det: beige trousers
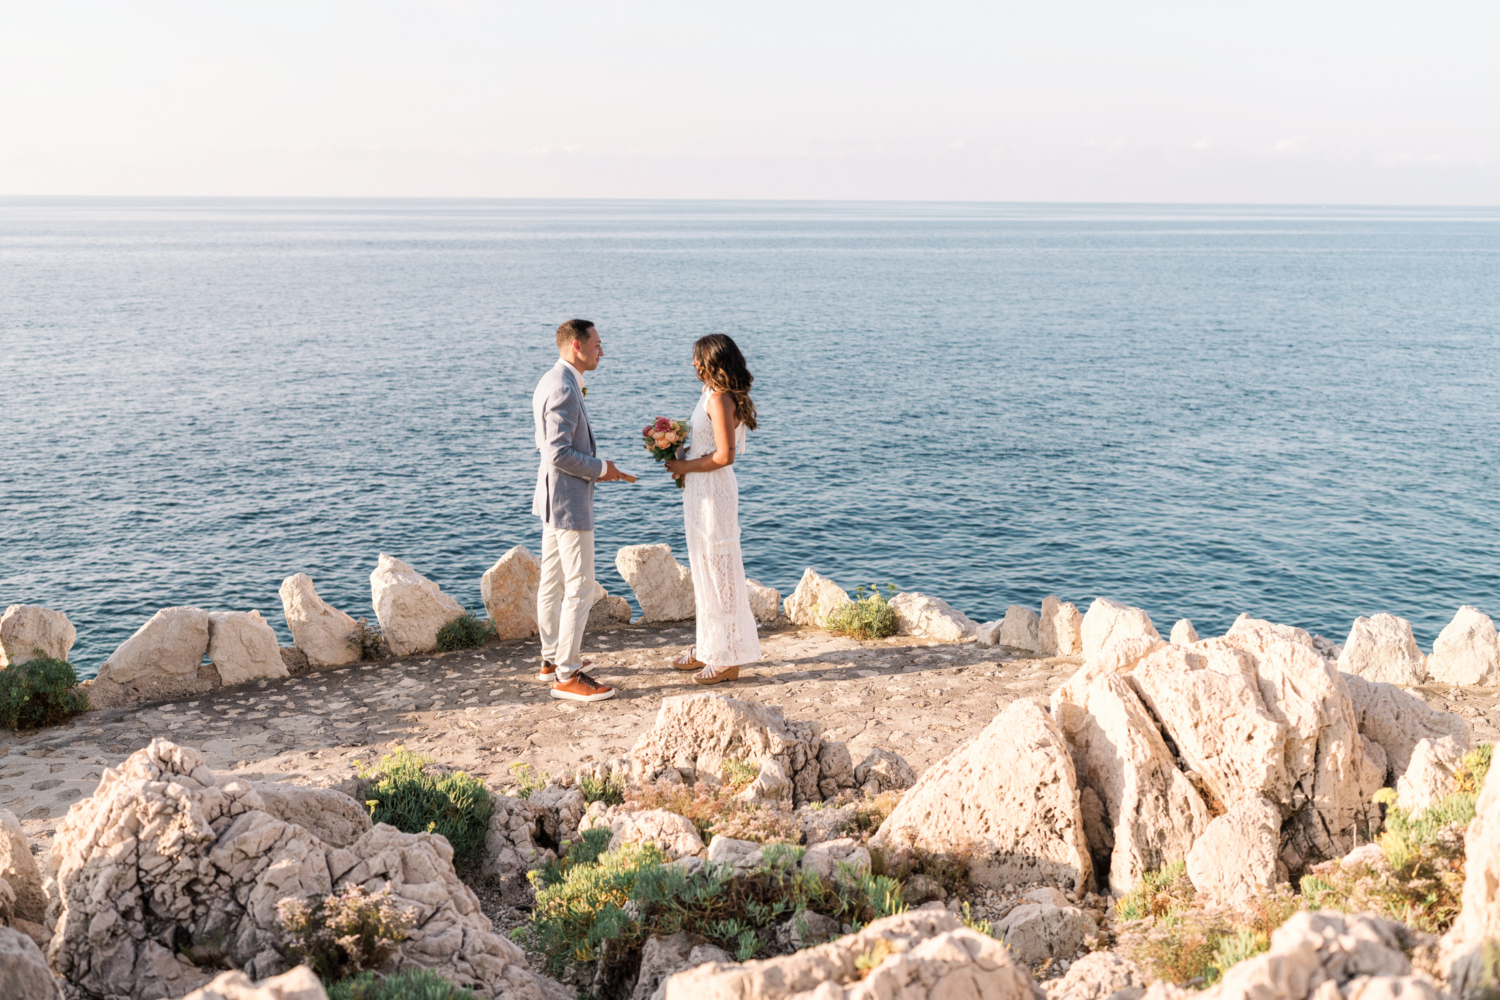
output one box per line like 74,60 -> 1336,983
537,525 -> 593,678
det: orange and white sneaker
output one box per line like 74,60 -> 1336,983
550,671 -> 616,702
538,658 -> 589,681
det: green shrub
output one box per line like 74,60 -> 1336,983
357,748 -> 493,867
579,774 -> 625,806
0,653 -> 89,730
436,612 -> 494,652
276,884 -> 414,980
519,832 -> 911,983
326,969 -> 474,1000
822,585 -> 900,640
509,762 -> 549,800
353,618 -> 390,660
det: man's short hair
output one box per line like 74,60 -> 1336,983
556,319 -> 596,350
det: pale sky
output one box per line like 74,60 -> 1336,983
2,1 -> 1497,203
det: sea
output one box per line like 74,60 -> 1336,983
2,198 -> 1498,677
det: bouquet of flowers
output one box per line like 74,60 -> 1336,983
642,416 -> 689,489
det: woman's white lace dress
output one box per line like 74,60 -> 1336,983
683,387 -> 761,667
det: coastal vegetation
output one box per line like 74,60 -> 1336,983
276,884 -> 414,981
356,748 -> 493,867
0,651 -> 89,729
822,584 -> 900,640
325,969 -> 474,1000
435,611 -> 495,652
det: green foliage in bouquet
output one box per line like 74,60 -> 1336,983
823,584 -> 900,640
436,612 -> 494,652
356,748 -> 493,867
0,652 -> 89,730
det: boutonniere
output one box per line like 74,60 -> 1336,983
581,387 -> 588,397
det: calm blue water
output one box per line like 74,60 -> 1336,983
2,198 -> 1499,677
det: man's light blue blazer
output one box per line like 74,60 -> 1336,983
532,360 -> 607,531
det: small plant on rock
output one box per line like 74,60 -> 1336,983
352,618 -> 390,660
435,612 -> 495,652
720,758 -> 761,790
326,968 -> 474,1000
509,762 -> 549,799
578,773 -> 625,806
357,748 -> 493,868
822,584 -> 900,640
276,884 -> 414,980
627,778 -> 800,844
0,652 -> 89,729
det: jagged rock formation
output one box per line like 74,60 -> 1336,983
616,544 -> 695,622
1044,951 -> 1146,1000
278,574 -> 361,667
781,569 -> 848,627
481,546 -> 542,640
871,699 -> 1092,892
1429,606 -> 1500,686
746,579 -> 782,623
890,592 -> 978,641
662,910 -> 1043,1000
1339,613 -> 1427,687
206,611 -> 287,686
46,739 -> 566,1000
0,809 -> 47,925
0,604 -> 75,667
0,924 -> 60,1000
370,553 -> 465,657
999,605 -> 1044,652
1081,598 -> 1161,660
1040,596 -> 1085,656
173,967 -> 326,1000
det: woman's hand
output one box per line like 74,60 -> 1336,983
662,458 -> 687,480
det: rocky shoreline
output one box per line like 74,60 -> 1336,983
4,555 -> 1500,1000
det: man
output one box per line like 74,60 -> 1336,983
532,319 -> 625,702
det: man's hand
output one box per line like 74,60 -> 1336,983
597,460 -> 627,483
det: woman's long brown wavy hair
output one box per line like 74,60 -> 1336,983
692,334 -> 758,431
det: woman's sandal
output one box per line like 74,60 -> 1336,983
692,664 -> 741,685
671,647 -> 705,671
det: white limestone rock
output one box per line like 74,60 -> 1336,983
1186,794 -> 1282,905
0,604 -> 75,667
0,925 -> 60,1000
1054,672 -> 1210,895
746,579 -> 781,623
782,568 -> 850,627
91,606 -> 214,708
479,545 -> 541,640
580,807 -> 705,860
1169,618 -> 1199,646
1041,595 -> 1085,656
997,902 -> 1097,966
1044,951 -> 1146,1000
1223,613 -> 1315,654
617,544 -> 696,622
999,605 -> 1043,652
1050,636 -> 1167,734
705,835 -> 763,872
816,741 -> 857,799
663,910 -> 1042,1000
976,620 -> 1003,647
47,739 -> 568,1000
890,592 -> 979,642
1240,639 -> 1383,865
0,809 -> 46,925
801,837 -> 871,879
854,748 -> 917,794
1444,740 -> 1500,996
482,794 -> 548,879
173,967 -> 326,1000
370,553 -> 465,657
528,782 -> 587,848
1339,613 -> 1427,687
738,759 -> 794,807
871,699 -> 1092,892
207,611 -> 287,686
237,782 -> 372,848
1193,911 -> 1419,1000
1343,672 -> 1470,777
1429,606 -> 1500,687
631,933 -> 732,1000
630,693 -> 825,806
1127,642 -> 1292,810
1396,736 -> 1467,813
277,574 -> 360,667
1081,598 -> 1161,660
585,582 -> 632,631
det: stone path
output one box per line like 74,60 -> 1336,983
3,621 -> 1498,859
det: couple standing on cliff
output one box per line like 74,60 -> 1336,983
531,318 -> 761,703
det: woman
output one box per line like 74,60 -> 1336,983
662,334 -> 761,684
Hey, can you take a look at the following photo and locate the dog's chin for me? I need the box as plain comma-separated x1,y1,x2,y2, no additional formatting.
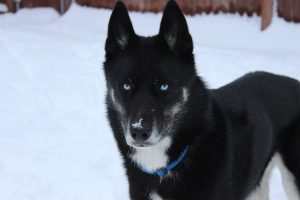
126,137,163,150
128,143,154,150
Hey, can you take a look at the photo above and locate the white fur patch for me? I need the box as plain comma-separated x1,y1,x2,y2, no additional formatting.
245,154,276,200
131,118,143,129
167,87,189,117
149,191,163,200
146,123,161,144
276,154,300,200
170,103,182,116
125,123,135,146
131,136,171,172
110,89,124,114
182,87,189,102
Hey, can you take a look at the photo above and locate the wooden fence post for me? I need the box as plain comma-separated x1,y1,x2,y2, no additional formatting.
261,0,273,31
5,0,15,12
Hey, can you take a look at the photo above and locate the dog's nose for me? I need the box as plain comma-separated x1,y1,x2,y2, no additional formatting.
130,129,151,143
130,118,152,143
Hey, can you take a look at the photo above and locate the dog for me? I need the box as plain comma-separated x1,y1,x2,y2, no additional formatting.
103,1,300,199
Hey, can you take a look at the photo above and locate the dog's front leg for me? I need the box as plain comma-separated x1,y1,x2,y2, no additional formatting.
129,181,151,200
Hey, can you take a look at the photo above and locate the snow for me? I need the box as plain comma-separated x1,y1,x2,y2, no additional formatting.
0,3,8,12
0,4,299,200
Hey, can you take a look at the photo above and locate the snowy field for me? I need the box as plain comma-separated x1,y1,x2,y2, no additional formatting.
0,4,300,200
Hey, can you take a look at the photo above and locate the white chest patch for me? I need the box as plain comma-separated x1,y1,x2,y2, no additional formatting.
149,191,163,200
130,137,171,172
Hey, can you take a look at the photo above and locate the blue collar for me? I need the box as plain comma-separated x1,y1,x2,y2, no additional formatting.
139,146,189,177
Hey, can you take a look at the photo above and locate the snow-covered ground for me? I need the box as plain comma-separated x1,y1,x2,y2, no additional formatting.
0,4,299,200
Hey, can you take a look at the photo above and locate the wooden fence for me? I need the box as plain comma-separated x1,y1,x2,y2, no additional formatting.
1,0,300,30
77,0,262,15
74,0,274,30
278,0,300,22
0,0,72,14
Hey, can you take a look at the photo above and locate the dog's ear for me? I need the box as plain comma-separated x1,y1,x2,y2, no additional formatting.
159,0,193,55
105,1,135,54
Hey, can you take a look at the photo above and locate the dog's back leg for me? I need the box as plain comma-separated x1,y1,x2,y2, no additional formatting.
245,154,278,200
279,116,300,200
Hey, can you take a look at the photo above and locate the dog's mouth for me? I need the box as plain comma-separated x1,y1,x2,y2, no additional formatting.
122,117,165,149
125,130,164,149
129,141,154,149
126,137,164,149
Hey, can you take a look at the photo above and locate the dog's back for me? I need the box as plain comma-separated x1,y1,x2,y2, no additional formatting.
213,71,300,133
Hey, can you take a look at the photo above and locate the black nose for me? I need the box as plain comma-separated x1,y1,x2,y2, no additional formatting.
130,129,151,143
130,112,153,143
130,117,152,143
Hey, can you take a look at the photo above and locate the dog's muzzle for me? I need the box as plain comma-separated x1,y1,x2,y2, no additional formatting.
130,116,152,143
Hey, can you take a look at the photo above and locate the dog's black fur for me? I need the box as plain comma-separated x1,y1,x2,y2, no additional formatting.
103,1,300,199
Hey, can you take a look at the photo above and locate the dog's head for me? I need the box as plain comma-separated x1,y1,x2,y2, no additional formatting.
104,1,197,149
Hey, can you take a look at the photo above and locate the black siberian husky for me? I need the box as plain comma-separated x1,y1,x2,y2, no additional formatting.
103,1,300,199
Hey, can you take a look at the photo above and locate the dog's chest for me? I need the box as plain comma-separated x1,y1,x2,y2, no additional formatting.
130,137,171,172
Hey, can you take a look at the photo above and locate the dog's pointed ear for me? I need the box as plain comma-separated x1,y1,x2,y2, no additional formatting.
106,1,135,54
159,0,193,55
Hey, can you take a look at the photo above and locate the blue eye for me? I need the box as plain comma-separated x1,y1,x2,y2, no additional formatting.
160,84,169,91
123,83,131,91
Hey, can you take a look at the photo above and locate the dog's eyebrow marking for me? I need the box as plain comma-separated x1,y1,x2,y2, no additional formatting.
131,118,143,129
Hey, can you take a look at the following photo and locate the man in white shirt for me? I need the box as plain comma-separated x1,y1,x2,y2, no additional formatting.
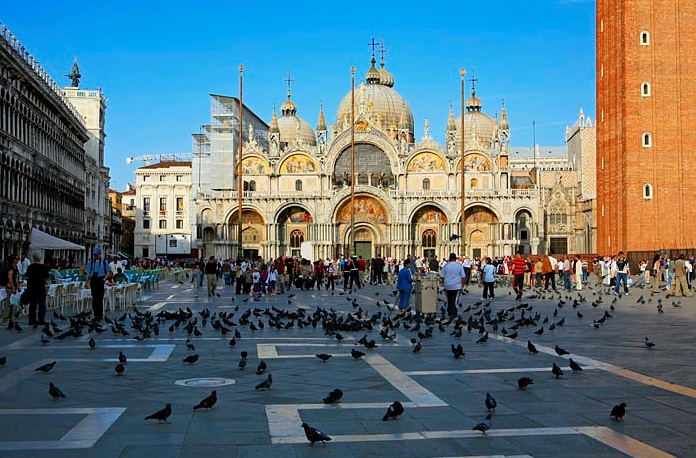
440,253,466,318
109,256,122,276
18,254,30,281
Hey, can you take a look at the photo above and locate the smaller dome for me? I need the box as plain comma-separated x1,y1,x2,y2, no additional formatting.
379,61,394,88
466,88,482,112
366,56,380,84
281,92,297,116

## PROBLEM
Will you return exactly the lines above from the one with "det: woman's white lace dress" down to the one with "det: white limestone rock", counting both as part of the range?

## EXERCISE RESPONSE
det: woman's white lace dress
output one box per line like 74,60 -> 1336,983
683,387 -> 761,667
det: coastal vegetation
output one box per line like 74,60 -> 1336,983
276,884 -> 414,981
356,748 -> 493,867
0,651 -> 89,729
822,584 -> 900,640
325,969 -> 474,1000
435,611 -> 495,652
det: green foliage in bouquet
output one box per line like 74,60 -> 1336,983
823,584 -> 900,640
436,612 -> 494,652
356,748 -> 493,867
0,652 -> 89,730
det: boutonniere
output one box per line like 74,60 -> 1336,983
581,387 -> 588,397
det: calm blue water
output one box per line like 74,60 -> 1336,983
2,198 -> 1499,677
det: man's light blue blazer
output one box per line like 74,60 -> 1336,983
532,360 -> 607,531
det: small plant on rock
output one box per line like 74,60 -> 1336,983
352,618 -> 390,660
435,612 -> 495,652
720,758 -> 761,790
326,968 -> 474,1000
509,762 -> 549,799
578,773 -> 625,806
357,748 -> 493,868
822,584 -> 900,640
276,884 -> 414,980
627,778 -> 800,844
0,652 -> 89,729
det: jagged rock formation
output one box per line like 74,60 -> 1336,983
616,544 -> 695,622
1044,951 -> 1146,1000
278,574 -> 361,667
781,569 -> 848,627
481,546 -> 542,640
871,699 -> 1092,892
1429,606 -> 1500,686
746,579 -> 782,623
890,592 -> 978,641
662,910 -> 1043,1000
1339,613 -> 1427,687
206,611 -> 287,686
46,739 -> 566,1000
0,809 -> 47,925
0,604 -> 75,667
0,924 -> 60,1000
370,553 -> 465,657
999,605 -> 1044,652
1081,598 -> 1161,660
1040,596 -> 1085,656
173,967 -> 326,1000
det: woman's hand
output one box per line like 74,60 -> 1336,983
662,458 -> 687,480
det: rocky shoreline
output one box per line like 74,60 -> 1336,983
4,555 -> 1500,1000
det: man
output one box per line like 74,60 -> 1336,983
532,319 -> 625,702
det: man's hand
output one box per line like 74,60 -> 1336,983
597,460 -> 627,483
det: woman's long brown wavy hair
output one box per line like 74,60 -> 1336,983
692,334 -> 758,431
det: woman's sandal
output one box per line like 74,60 -> 1336,983
692,664 -> 741,685
671,647 -> 705,671
det: white limestone rock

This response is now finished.